__About this task__
In these humorous sayings:
(a) What should you check if the grass looks greener on the other side of the fence?
(b) What does the text call a four-leaf clover?
(c) What are chocolate chip cookies said to be?

__Excerpt provided__
=====
If it ain’t broke, don’t fix it -- if duct tape can’t fix it, it ain’t broke.
Paper cuts are a tree’s way of getting the last laugh.
Sharing your opinion is often a losing proposition -- You’re asked to give your two cents worth, but only get a penny for your thoughts. It just doesn’t make cents.
You don't know what you have until you've got it.
Chocolate chip cookies ARE the silver lining.
Why isn’t the “wrong side of the bed to wake up on” removed at the factory? You’d think at the very least that sort of thing would come with a warning label.
Some things just shouldn’t be considered lucky. The rabbit that lost his foot wasn’t lucky, so why is his appendage? The horse that threw a shoe wasn’t lucky, so why is the hunk of metal? And a four-leaf clover… well, come on -- it’s a mutant. We don’t go around looking for six fingered people and say, “hey, gimme six my lucky man!”
Reality shows are to television programming as dregs are to hot chocolate.
AOL is a virus and must be dealt with as such.
If it’s really true that for every action there is an equal and opposite reaction, I wish Bill Gates would sue me for all I’m worth… and win.
If you find the grass looks greener on the other side of the fence, check your sprinkler system.
The man who first said, “Well, if you don’t know, I’m not going to tell you,” was likely the same guy who first picked up a rabbit’s bloody stump and thought, “hey, it’s my lucky day!” I find it comforting to think that he probably didn’t live long enough to propagate.
It’s not a question of whether the glass is half full or half empty -- it’s a matter of whether or not the contents are potable.
If you are what you eat, why doesn’t feeding lots of sugar to kids improve their temperament?
And lastly, if you remember nothing else, maybe you have amnesia.
=====
__Given records__
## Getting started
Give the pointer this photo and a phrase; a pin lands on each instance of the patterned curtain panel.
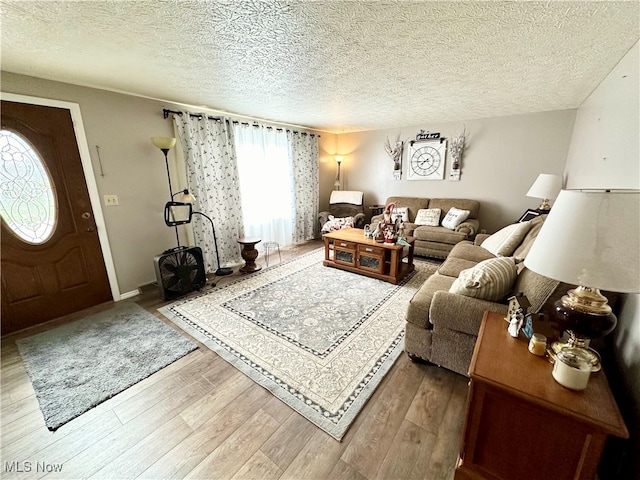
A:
(212, 175)
(303, 154)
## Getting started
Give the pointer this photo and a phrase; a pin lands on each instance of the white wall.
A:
(604, 149)
(503, 157)
(604, 154)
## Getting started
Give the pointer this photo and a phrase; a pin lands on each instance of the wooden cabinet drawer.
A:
(369, 250)
(344, 252)
(371, 258)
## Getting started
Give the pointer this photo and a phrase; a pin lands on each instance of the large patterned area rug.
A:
(318, 338)
(76, 366)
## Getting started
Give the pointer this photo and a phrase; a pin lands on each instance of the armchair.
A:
(346, 209)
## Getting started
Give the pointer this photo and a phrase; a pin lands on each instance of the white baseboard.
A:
(130, 294)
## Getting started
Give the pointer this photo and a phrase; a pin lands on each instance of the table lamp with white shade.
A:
(590, 239)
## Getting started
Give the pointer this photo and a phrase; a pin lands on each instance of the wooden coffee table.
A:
(348, 249)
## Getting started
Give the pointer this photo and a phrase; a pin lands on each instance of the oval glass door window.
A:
(27, 200)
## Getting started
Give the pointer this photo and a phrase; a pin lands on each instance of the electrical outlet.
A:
(111, 200)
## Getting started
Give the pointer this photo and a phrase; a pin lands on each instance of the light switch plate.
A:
(111, 200)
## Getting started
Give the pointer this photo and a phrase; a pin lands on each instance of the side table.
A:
(249, 254)
(521, 423)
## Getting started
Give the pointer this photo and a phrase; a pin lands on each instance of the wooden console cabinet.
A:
(348, 249)
(522, 424)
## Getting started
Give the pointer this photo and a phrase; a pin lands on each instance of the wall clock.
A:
(426, 160)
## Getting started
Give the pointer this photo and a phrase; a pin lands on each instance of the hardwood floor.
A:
(201, 418)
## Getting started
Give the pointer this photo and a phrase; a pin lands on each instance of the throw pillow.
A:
(428, 216)
(402, 212)
(504, 242)
(490, 280)
(454, 217)
(334, 224)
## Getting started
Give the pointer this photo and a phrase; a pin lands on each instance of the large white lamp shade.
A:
(591, 239)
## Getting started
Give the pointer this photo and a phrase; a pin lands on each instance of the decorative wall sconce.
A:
(546, 187)
(395, 152)
(336, 184)
(456, 147)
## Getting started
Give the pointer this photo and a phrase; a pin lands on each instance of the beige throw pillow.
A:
(489, 280)
(455, 217)
(429, 217)
(504, 242)
(402, 212)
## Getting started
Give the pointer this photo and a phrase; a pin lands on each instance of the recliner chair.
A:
(346, 209)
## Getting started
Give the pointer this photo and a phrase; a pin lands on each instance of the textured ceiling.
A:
(331, 65)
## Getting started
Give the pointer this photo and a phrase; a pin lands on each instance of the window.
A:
(264, 173)
(27, 197)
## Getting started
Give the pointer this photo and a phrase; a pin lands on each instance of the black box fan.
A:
(180, 271)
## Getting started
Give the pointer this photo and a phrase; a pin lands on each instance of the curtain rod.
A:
(166, 112)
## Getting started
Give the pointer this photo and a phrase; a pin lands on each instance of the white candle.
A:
(572, 369)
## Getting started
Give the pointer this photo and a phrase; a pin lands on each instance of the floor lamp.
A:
(165, 144)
=====
__Response to the exercise__
(a) Your sprinkler system.
(b) A mutant.
(c) The silver lining.